* **EXERCISE DESCRIPTION**
Select every line of the records below that contains the word "classroom", and copy each of those lines. Case counts.

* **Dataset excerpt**
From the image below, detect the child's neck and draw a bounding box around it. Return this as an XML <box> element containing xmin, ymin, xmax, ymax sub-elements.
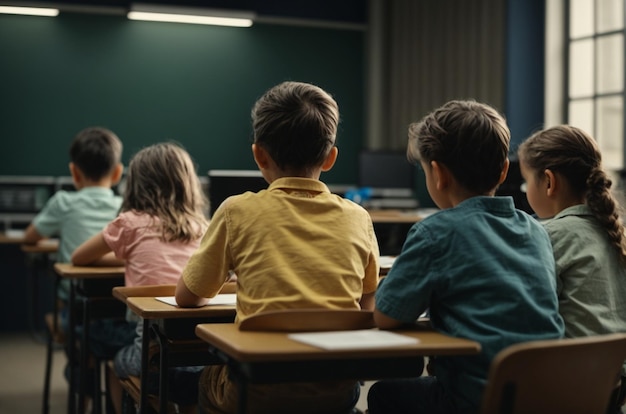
<box><xmin>74</xmin><ymin>178</ymin><xmax>113</xmax><ymax>190</ymax></box>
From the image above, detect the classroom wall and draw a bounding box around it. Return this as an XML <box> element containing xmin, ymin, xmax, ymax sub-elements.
<box><xmin>504</xmin><ymin>0</ymin><xmax>546</xmax><ymax>152</ymax></box>
<box><xmin>0</xmin><ymin>14</ymin><xmax>365</xmax><ymax>184</ymax></box>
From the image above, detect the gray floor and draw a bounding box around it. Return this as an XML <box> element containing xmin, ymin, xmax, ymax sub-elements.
<box><xmin>0</xmin><ymin>333</ymin><xmax>370</xmax><ymax>414</ymax></box>
<box><xmin>0</xmin><ymin>333</ymin><xmax>67</xmax><ymax>414</ymax></box>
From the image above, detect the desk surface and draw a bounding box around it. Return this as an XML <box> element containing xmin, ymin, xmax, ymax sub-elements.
<box><xmin>20</xmin><ymin>239</ymin><xmax>59</xmax><ymax>253</ymax></box>
<box><xmin>54</xmin><ymin>263</ymin><xmax>125</xmax><ymax>279</ymax></box>
<box><xmin>126</xmin><ymin>297</ymin><xmax>237</xmax><ymax>319</ymax></box>
<box><xmin>368</xmin><ymin>210</ymin><xmax>423</xmax><ymax>223</ymax></box>
<box><xmin>196</xmin><ymin>324</ymin><xmax>480</xmax><ymax>362</ymax></box>
<box><xmin>0</xmin><ymin>231</ymin><xmax>59</xmax><ymax>253</ymax></box>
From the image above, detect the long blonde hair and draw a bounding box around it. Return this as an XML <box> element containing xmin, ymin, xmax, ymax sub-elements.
<box><xmin>122</xmin><ymin>143</ymin><xmax>208</xmax><ymax>242</ymax></box>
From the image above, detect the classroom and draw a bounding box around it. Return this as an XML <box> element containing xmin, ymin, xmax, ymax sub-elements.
<box><xmin>0</xmin><ymin>0</ymin><xmax>626</xmax><ymax>414</ymax></box>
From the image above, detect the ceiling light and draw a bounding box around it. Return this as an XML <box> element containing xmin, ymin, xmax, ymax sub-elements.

* **SOLUTION FOR THIS EXERCISE**
From the image above, detect the classroom wall and draw a bounding box around it. Return this as an XML <box> element containing xmin, ymin, xmax, ymax sub-elements.
From the image above, detect the classroom and draw a bounding box around it. Return this as an XML <box> element containing xmin, ymin, xmax, ymax sub-elements.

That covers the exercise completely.